Task item
Every line from the first one in the data below through the line holding "positive clicks: (123, 53)" is to be written out exactly, with the pictures omitted.

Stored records
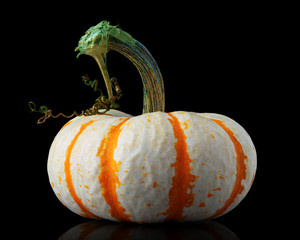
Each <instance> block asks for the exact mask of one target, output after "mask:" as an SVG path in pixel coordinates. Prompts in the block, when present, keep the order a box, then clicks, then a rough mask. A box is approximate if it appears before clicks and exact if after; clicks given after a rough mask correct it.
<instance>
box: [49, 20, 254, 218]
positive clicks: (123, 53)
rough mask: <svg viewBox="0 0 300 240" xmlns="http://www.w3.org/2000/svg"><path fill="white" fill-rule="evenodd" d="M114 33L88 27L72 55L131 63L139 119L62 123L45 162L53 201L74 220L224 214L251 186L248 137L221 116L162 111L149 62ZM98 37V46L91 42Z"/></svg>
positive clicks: (100, 24) (151, 60)
mask: <svg viewBox="0 0 300 240" xmlns="http://www.w3.org/2000/svg"><path fill="white" fill-rule="evenodd" d="M107 29H108V30H107ZM115 29H116V28H115V27H112V28H109V26H108V25H107V22H105V23H103V24H102V25H101V24H100V25H99V26H98V25H96V26H95V27H92V28H91V29H90V30H88V31H87V35H86V36H84V38H83V39H81V41H80V44H84V43H86V44H87V46H85V47H82V48H79V49H80V51H82V52H83V53H85V54H88V55H91V56H93V57H95V58H96V60H97V62H98V64H100V65H101V61H100V60H99V59H100V57H101V56H100V55H101V54H100V55H97V54H98V53H99V52H100V53H101V51H103V49H105V51H106V50H107V49H108V50H110V49H113V50H116V51H119V52H121V53H122V54H124V55H125V56H126V57H128V58H129V59H130V60H132V61H133V62H134V64H135V65H136V67H137V68H138V70H139V72H140V74H141V76H142V80H143V81H144V88H145V89H144V96H145V97H144V114H142V115H139V116H131V115H129V114H126V113H123V112H120V111H117V110H110V111H108V112H107V113H106V114H101V115H91V116H78V117H76V118H74V119H72V120H71V121H69V122H68V123H67V124H66V125H65V126H64V127H63V128H62V129H61V130H60V132H59V133H58V134H57V135H56V137H55V139H54V141H53V143H52V145H51V148H50V153H49V158H48V174H49V179H50V183H51V185H52V187H53V190H54V192H55V194H56V196H57V197H58V198H59V199H60V201H61V202H62V203H63V204H64V205H65V206H66V207H68V208H69V209H70V210H72V211H73V212H75V213H77V214H79V215H81V216H84V217H88V218H104V219H109V220H112V221H128V222H138V223H157V222H165V221H196V220H202V219H212V218H216V217H219V216H221V215H223V214H225V213H227V212H229V211H230V210H232V209H233V208H234V207H236V206H237V205H238V204H239V202H240V201H241V200H242V199H243V198H244V197H245V195H246V194H247V192H248V191H249V189H250V187H251V185H252V182H253V179H254V175H255V171H256V151H255V148H254V145H253V143H252V141H251V139H250V137H249V135H248V134H247V133H246V131H245V130H244V129H243V128H242V127H241V126H240V125H239V124H238V123H236V122H235V121H233V120H232V119H230V118H228V117H226V116H223V115H219V114H211V113H202V114H200V113H194V112H183V111H180V112H172V113H166V112H164V94H163V93H164V92H163V82H162V78H161V75H160V72H159V69H158V67H157V66H156V63H155V61H154V59H153V58H152V56H151V55H150V53H149V52H148V51H147V50H146V49H145V48H144V47H143V46H142V45H141V44H140V43H137V42H136V40H132V39H131V38H130V37H131V36H130V35H129V34H127V33H126V34H127V35H126V34H125V33H124V32H122V31H121V30H118V31H117V30H116V31H115ZM104 30H105V31H106V32H105V31H104ZM95 31H96V32H95ZM97 31H98V32H97ZM114 31H115V32H114ZM103 32H104V33H105V34H104V33H103ZM100 33H101V34H102V35H101V34H100ZM97 34H98V35H97ZM99 34H100V35H99ZM109 34H110V35H109ZM108 35H109V39H108V40H107V36H108ZM89 36H91V37H94V39H90V38H89ZM99 36H100V37H99ZM102 38H103V39H106V40H107V41H106V42H104V43H105V47H103V46H102V45H101V44H100V43H98V42H97V44H94V43H93V41H99V39H102ZM85 41H86V42H85ZM86 49H88V51H87V50H86ZM95 49H96V50H95ZM137 59H138V60H137ZM101 67H102V68H101ZM100 68H101V70H102V72H105V68H103V66H100ZM104 78H106V79H107V78H108V74H107V73H105V74H104ZM107 83H108V86H109V82H107ZM108 92H109V91H108Z"/></svg>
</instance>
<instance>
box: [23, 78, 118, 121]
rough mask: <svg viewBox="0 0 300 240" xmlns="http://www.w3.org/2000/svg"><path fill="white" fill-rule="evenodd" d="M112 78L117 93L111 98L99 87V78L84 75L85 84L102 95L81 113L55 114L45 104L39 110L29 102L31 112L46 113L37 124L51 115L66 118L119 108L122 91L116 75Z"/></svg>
mask: <svg viewBox="0 0 300 240" xmlns="http://www.w3.org/2000/svg"><path fill="white" fill-rule="evenodd" d="M110 80H111V82H112V83H113V85H114V87H115V90H116V93H117V95H116V96H112V97H110V98H106V97H105V96H104V95H103V92H102V90H101V89H100V88H98V80H96V79H95V80H94V81H91V80H90V78H89V77H88V76H87V75H85V76H83V77H82V81H83V82H84V84H85V85H87V86H89V87H91V88H93V89H94V91H95V92H96V91H99V92H100V93H101V96H100V97H98V98H97V99H96V100H95V103H94V105H93V106H92V107H91V108H88V109H86V110H82V111H81V113H77V112H76V111H74V112H73V113H72V114H71V115H66V114H64V113H58V114H57V115H53V113H52V110H51V109H48V107H47V106H45V105H43V106H40V107H39V109H38V110H37V107H36V104H35V103H34V102H32V101H29V102H28V107H29V110H30V112H37V113H42V114H44V116H42V117H41V118H39V119H38V121H37V124H41V123H44V122H45V121H46V120H47V119H48V118H50V117H52V118H58V117H60V116H62V117H65V118H72V117H75V116H91V115H99V114H104V113H106V112H107V111H109V110H110V109H115V108H118V107H119V105H118V104H117V103H116V102H115V101H116V100H119V99H120V97H121V96H122V91H121V88H120V86H119V84H118V81H117V79H116V78H115V77H114V78H111V79H110Z"/></svg>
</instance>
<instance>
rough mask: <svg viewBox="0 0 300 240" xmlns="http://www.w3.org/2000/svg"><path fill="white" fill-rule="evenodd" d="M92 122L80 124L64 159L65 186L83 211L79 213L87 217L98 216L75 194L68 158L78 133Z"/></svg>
mask: <svg viewBox="0 0 300 240" xmlns="http://www.w3.org/2000/svg"><path fill="white" fill-rule="evenodd" d="M93 122H95V121H93V120H91V121H89V122H87V123H85V124H82V125H81V127H80V130H79V132H78V133H77V134H76V135H75V137H74V138H73V140H72V141H71V143H70V145H69V146H68V149H67V151H66V160H65V175H66V182H67V188H68V189H69V192H70V194H71V196H72V198H73V199H74V201H75V202H76V203H77V205H78V206H79V207H80V208H81V210H82V212H83V214H81V215H82V216H84V217H88V218H98V217H97V216H96V215H94V214H93V213H91V212H90V211H89V210H88V209H87V208H86V207H85V206H84V205H83V203H82V201H81V199H80V198H79V197H78V196H77V194H76V192H75V188H74V185H73V179H72V175H71V163H70V158H71V153H72V150H73V147H74V145H75V143H76V141H77V139H78V137H79V135H80V134H81V133H82V132H83V131H84V130H85V129H86V128H87V127H88V126H89V125H90V124H92V123H93Z"/></svg>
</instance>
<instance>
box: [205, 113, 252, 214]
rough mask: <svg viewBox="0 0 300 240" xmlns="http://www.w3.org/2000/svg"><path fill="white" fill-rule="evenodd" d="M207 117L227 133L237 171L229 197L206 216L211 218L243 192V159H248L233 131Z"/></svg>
mask: <svg viewBox="0 0 300 240" xmlns="http://www.w3.org/2000/svg"><path fill="white" fill-rule="evenodd" d="M209 119H210V120H212V121H213V122H215V123H216V124H218V125H219V126H220V127H222V128H223V129H224V131H225V132H226V133H227V135H228V136H229V138H230V140H231V142H232V143H233V145H234V148H235V152H236V171H237V173H236V180H235V183H234V186H233V189H232V192H231V194H230V196H229V198H228V199H227V200H226V202H225V204H224V205H223V207H221V208H220V209H218V210H217V211H216V212H215V213H214V214H213V215H212V216H211V217H209V218H208V219H212V218H216V217H218V216H220V215H222V214H224V212H225V211H226V210H227V209H228V208H229V207H230V205H231V204H232V203H234V201H235V199H236V197H237V195H238V194H241V193H242V192H243V190H244V188H245V187H244V185H242V181H243V179H244V180H245V179H246V178H247V171H246V163H245V160H246V159H248V157H247V156H246V155H245V154H244V151H243V147H242V145H241V143H240V142H239V141H238V140H237V138H236V137H235V136H234V133H233V131H232V130H231V129H229V128H228V127H227V126H226V125H225V124H224V121H221V120H216V119H211V118H209Z"/></svg>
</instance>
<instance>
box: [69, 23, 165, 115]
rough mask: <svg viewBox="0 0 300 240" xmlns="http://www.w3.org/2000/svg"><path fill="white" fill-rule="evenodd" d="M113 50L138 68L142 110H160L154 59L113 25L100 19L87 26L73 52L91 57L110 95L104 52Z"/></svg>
mask: <svg viewBox="0 0 300 240" xmlns="http://www.w3.org/2000/svg"><path fill="white" fill-rule="evenodd" d="M109 50H115V51H117V52H119V53H121V54H122V55H124V56H125V57H127V58H128V59H129V60H130V61H131V62H132V63H133V64H134V65H135V67H136V68H137V69H138V71H139V73H140V76H141V78H142V81H143V91H144V103H143V113H149V112H156V111H164V110H165V93H164V85H163V78H162V75H161V73H160V70H159V68H158V66H157V63H156V62H155V60H154V58H153V57H152V55H151V54H150V52H149V51H148V50H147V48H146V47H145V46H144V45H142V44H141V43H140V42H138V41H137V40H135V39H134V38H132V37H131V35H129V34H128V33H126V32H125V31H123V30H121V29H120V28H118V27H117V26H111V25H110V24H109V22H107V21H102V22H100V23H99V24H97V25H96V26H93V27H91V28H89V29H88V30H87V31H86V33H85V35H84V36H82V37H81V39H80V40H79V43H78V47H77V48H76V49H75V51H80V52H79V54H78V55H77V57H78V56H80V55H81V54H86V55H89V56H92V57H94V59H95V60H96V61H97V63H98V65H99V67H100V70H101V73H102V75H103V78H104V81H105V84H106V88H107V92H108V97H109V98H111V97H112V96H113V94H112V83H111V79H110V78H109V74H108V71H107V67H106V54H107V52H108V51H109Z"/></svg>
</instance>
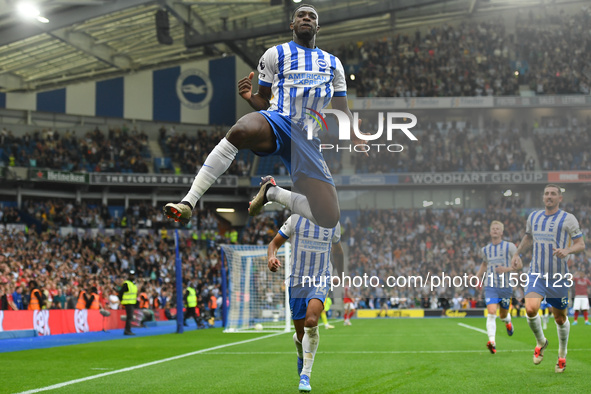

Exercise answer
Each <instance> block asks for the exact mask of one target, output after "mask:" as an SVG path in pixel coordinates. Prompts in the block, when present, keep the order a box, then clicks, then a rough mask. A box is approximate if it appears before clicks and exact if after; clicks given after a rough mask correct it.
<instance>
box: [49, 20, 254, 218]
positive clicks: (123, 53)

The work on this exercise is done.